**Work item**
Taking the line that contains "of the control" as the start and the last line of the data as the end, repeat exactly every line in that span, but no pictures.
______________________________
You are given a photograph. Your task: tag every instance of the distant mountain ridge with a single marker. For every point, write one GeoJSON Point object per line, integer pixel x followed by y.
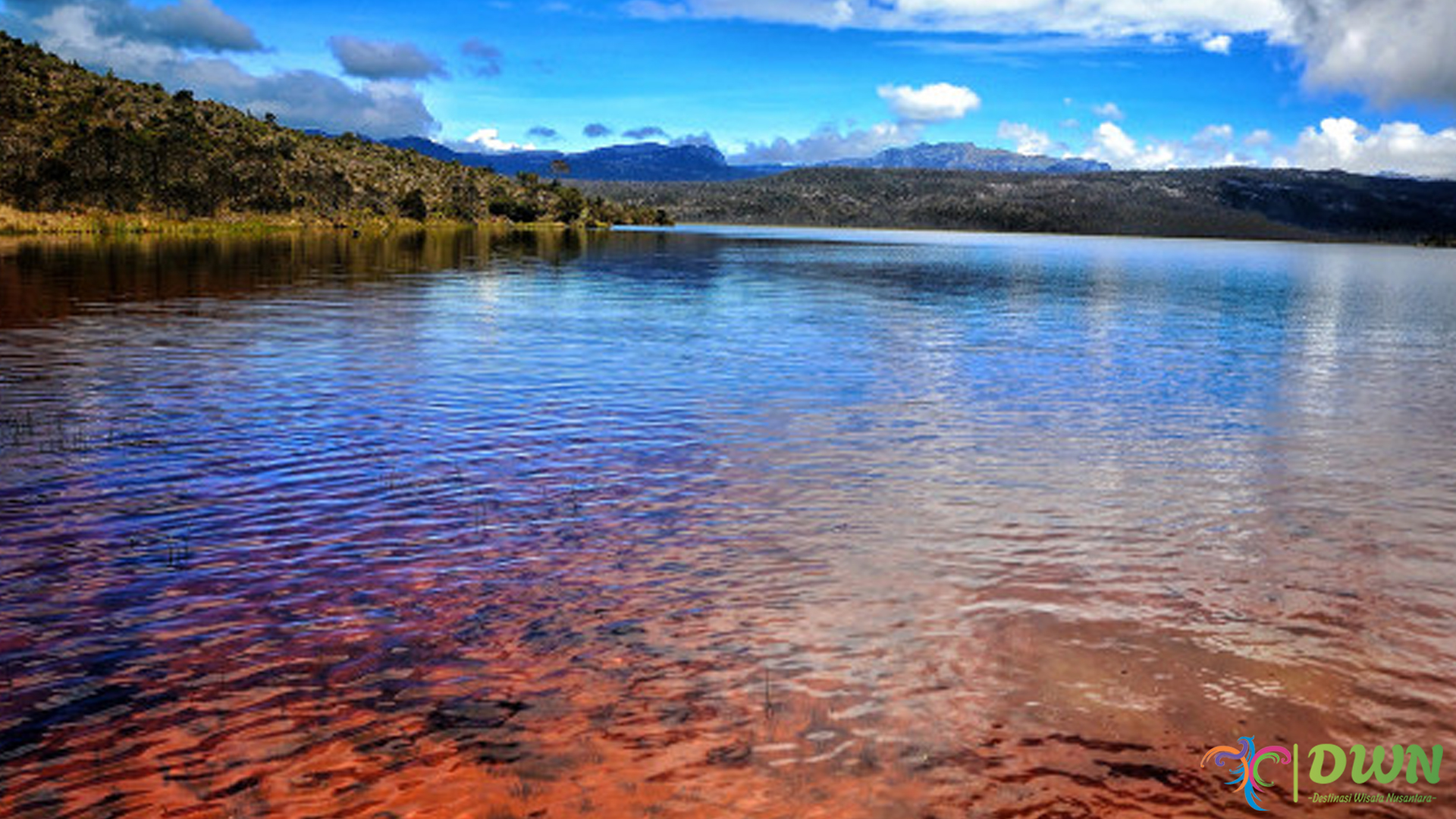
{"type": "Point", "coordinates": [73, 140]}
{"type": "Point", "coordinates": [641, 162]}
{"type": "Point", "coordinates": [655, 162]}
{"type": "Point", "coordinates": [968, 156]}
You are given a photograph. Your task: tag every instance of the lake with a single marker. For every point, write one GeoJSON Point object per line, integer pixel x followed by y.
{"type": "Point", "coordinates": [718, 522]}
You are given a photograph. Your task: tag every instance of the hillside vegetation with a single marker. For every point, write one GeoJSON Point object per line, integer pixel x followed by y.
{"type": "Point", "coordinates": [74, 140]}
{"type": "Point", "coordinates": [1212, 203]}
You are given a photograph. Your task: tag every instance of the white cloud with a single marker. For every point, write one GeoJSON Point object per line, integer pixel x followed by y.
{"type": "Point", "coordinates": [829, 143]}
{"type": "Point", "coordinates": [104, 36]}
{"type": "Point", "coordinates": [490, 139]}
{"type": "Point", "coordinates": [1030, 142]}
{"type": "Point", "coordinates": [1101, 18]}
{"type": "Point", "coordinates": [1212, 146]}
{"type": "Point", "coordinates": [935, 102]}
{"type": "Point", "coordinates": [383, 60]}
{"type": "Point", "coordinates": [1388, 50]}
{"type": "Point", "coordinates": [1218, 44]}
{"type": "Point", "coordinates": [1402, 148]}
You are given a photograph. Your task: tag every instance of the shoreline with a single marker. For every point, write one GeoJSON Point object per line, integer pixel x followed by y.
{"type": "Point", "coordinates": [18, 223]}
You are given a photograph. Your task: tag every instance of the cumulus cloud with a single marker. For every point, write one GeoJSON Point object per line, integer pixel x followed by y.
{"type": "Point", "coordinates": [1401, 148]}
{"type": "Point", "coordinates": [1258, 137]}
{"type": "Point", "coordinates": [105, 34]}
{"type": "Point", "coordinates": [1101, 18]}
{"type": "Point", "coordinates": [827, 143]}
{"type": "Point", "coordinates": [1028, 140]}
{"type": "Point", "coordinates": [1212, 146]}
{"type": "Point", "coordinates": [702, 140]}
{"type": "Point", "coordinates": [1218, 44]}
{"type": "Point", "coordinates": [490, 140]}
{"type": "Point", "coordinates": [383, 60]}
{"type": "Point", "coordinates": [645, 133]}
{"type": "Point", "coordinates": [187, 24]}
{"type": "Point", "coordinates": [484, 57]}
{"type": "Point", "coordinates": [1389, 50]}
{"type": "Point", "coordinates": [199, 24]}
{"type": "Point", "coordinates": [829, 14]}
{"type": "Point", "coordinates": [934, 102]}
{"type": "Point", "coordinates": [309, 99]}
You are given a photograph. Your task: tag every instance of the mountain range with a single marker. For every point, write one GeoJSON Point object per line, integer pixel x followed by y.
{"type": "Point", "coordinates": [655, 162]}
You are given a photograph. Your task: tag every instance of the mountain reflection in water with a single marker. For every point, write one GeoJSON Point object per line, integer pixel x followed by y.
{"type": "Point", "coordinates": [717, 523]}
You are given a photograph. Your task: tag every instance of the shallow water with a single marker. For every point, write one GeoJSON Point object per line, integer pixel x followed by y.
{"type": "Point", "coordinates": [718, 522]}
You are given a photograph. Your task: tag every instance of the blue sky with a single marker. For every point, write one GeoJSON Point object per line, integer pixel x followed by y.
{"type": "Point", "coordinates": [1363, 85]}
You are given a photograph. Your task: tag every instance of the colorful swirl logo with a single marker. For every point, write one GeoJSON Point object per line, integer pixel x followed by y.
{"type": "Point", "coordinates": [1248, 774]}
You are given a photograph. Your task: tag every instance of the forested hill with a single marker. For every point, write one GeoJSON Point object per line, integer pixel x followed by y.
{"type": "Point", "coordinates": [1213, 203]}
{"type": "Point", "coordinates": [74, 140]}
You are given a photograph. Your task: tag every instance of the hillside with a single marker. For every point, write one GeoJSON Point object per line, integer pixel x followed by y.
{"type": "Point", "coordinates": [1213, 203]}
{"type": "Point", "coordinates": [74, 140]}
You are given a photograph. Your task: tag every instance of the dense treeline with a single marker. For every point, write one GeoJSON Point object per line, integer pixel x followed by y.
{"type": "Point", "coordinates": [1213, 203]}
{"type": "Point", "coordinates": [71, 139]}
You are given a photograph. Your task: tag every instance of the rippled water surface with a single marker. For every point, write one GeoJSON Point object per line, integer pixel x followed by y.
{"type": "Point", "coordinates": [717, 523]}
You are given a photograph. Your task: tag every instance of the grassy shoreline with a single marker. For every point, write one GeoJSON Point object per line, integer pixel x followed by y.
{"type": "Point", "coordinates": [104, 223]}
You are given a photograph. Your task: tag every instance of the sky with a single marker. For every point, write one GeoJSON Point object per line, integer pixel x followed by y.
{"type": "Point", "coordinates": [1357, 85]}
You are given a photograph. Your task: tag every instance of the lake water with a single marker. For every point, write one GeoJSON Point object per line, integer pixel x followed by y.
{"type": "Point", "coordinates": [718, 522]}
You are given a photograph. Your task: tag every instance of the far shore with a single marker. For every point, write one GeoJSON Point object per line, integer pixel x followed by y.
{"type": "Point", "coordinates": [109, 223]}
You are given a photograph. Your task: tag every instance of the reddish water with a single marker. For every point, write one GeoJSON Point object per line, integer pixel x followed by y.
{"type": "Point", "coordinates": [718, 525]}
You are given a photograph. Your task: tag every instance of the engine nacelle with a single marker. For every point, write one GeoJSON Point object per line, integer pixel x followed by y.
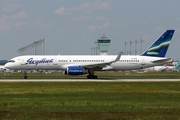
{"type": "Point", "coordinates": [75, 70]}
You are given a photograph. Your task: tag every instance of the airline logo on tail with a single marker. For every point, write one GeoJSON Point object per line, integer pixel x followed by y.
{"type": "Point", "coordinates": [160, 46]}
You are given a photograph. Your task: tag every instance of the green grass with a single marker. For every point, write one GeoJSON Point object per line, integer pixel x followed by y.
{"type": "Point", "coordinates": [90, 100]}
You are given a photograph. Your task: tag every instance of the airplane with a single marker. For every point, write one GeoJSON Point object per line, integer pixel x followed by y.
{"type": "Point", "coordinates": [88, 64]}
{"type": "Point", "coordinates": [174, 67]}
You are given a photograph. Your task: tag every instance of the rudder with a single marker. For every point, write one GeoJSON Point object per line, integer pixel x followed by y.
{"type": "Point", "coordinates": [160, 46]}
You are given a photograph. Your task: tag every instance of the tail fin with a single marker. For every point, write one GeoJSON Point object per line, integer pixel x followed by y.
{"type": "Point", "coordinates": [177, 65]}
{"type": "Point", "coordinates": [160, 46]}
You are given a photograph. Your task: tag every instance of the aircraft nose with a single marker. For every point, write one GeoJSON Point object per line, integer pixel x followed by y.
{"type": "Point", "coordinates": [7, 65]}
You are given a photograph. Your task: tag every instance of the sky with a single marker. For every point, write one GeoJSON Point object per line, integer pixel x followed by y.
{"type": "Point", "coordinates": [71, 27]}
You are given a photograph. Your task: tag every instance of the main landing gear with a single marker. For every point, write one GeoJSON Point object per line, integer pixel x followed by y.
{"type": "Point", "coordinates": [25, 75]}
{"type": "Point", "coordinates": [91, 75]}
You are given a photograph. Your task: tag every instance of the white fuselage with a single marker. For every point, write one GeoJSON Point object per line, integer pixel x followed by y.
{"type": "Point", "coordinates": [61, 62]}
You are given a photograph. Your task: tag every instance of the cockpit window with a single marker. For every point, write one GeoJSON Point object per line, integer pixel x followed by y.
{"type": "Point", "coordinates": [11, 61]}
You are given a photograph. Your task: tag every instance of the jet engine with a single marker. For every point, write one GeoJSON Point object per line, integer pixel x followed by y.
{"type": "Point", "coordinates": [75, 70]}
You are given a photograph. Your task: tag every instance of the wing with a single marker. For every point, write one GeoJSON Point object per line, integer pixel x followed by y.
{"type": "Point", "coordinates": [162, 61]}
{"type": "Point", "coordinates": [101, 65]}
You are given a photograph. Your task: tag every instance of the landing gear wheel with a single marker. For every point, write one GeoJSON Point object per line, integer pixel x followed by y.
{"type": "Point", "coordinates": [95, 76]}
{"type": "Point", "coordinates": [25, 77]}
{"type": "Point", "coordinates": [92, 77]}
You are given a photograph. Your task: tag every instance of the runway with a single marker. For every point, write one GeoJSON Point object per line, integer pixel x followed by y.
{"type": "Point", "coordinates": [89, 80]}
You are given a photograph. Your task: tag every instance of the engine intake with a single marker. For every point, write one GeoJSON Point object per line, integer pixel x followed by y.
{"type": "Point", "coordinates": [75, 70]}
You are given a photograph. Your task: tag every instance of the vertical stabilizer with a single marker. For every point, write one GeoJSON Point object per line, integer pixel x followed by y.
{"type": "Point", "coordinates": [160, 46]}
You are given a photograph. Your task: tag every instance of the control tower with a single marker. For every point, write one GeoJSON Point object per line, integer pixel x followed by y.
{"type": "Point", "coordinates": [103, 45]}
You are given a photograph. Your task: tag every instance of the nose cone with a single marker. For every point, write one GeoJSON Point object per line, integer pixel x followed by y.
{"type": "Point", "coordinates": [7, 65]}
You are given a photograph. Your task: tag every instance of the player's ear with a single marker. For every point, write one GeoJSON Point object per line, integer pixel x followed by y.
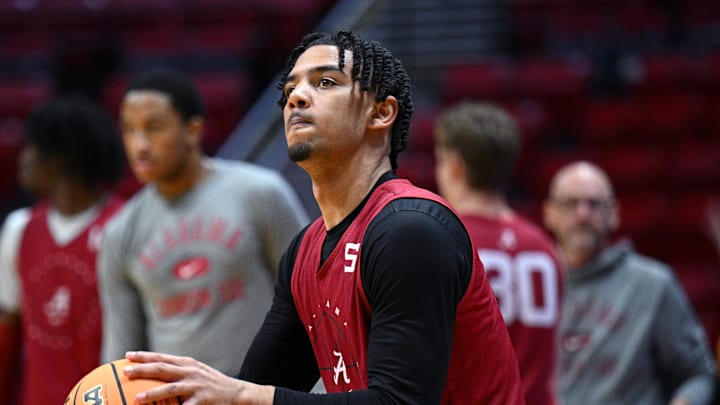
{"type": "Point", "coordinates": [195, 127]}
{"type": "Point", "coordinates": [384, 113]}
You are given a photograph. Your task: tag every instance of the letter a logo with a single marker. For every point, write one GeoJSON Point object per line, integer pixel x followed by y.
{"type": "Point", "coordinates": [340, 368]}
{"type": "Point", "coordinates": [92, 396]}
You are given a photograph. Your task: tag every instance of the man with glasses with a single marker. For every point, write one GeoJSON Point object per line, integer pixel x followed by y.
{"type": "Point", "coordinates": [627, 334]}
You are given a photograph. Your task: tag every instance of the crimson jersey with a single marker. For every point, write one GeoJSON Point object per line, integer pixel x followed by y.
{"type": "Point", "coordinates": [523, 269]}
{"type": "Point", "coordinates": [332, 304]}
{"type": "Point", "coordinates": [60, 310]}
______________________________
**Answer to the exercise**
You are given a photograph. Your task: tag every instance of the control tower with a single marker. For every point, write one GeoJSON Point object per line, integer pixel x followed by y.
{"type": "Point", "coordinates": [103, 45]}
You are given a photograph. Your task: tag every instance of the nose cone with a single marker. For every point, write one GeoJSON Point object per line, integer pixel x followed by y.
{"type": "Point", "coordinates": [7, 65]}
You are given a photograph. Your task: tag every instance of the player's ear with a single marker. For every point, write one GeoJSON Point object per line, integer pixel x followed by y.
{"type": "Point", "coordinates": [195, 127]}
{"type": "Point", "coordinates": [384, 113]}
You are given a photograph. Your task: tag every instance of the letter a logo with a single marker. For every point, write one GeoJSON Point object per line, integer pixel x followed by y.
{"type": "Point", "coordinates": [340, 368]}
{"type": "Point", "coordinates": [92, 396]}
You are given a photograph. Your task: tag every instance of the man with glasses with a single marker. For every point, write one GeoJSON Point object per line, integer pixel x followed by y.
{"type": "Point", "coordinates": [627, 334]}
You are given a photograph. Your task: tag every instance of the crimson jersey with a single marker. For every point, write one GeoJSON Point object per line, integer pixel x followed by y.
{"type": "Point", "coordinates": [523, 269]}
{"type": "Point", "coordinates": [332, 304]}
{"type": "Point", "coordinates": [60, 310]}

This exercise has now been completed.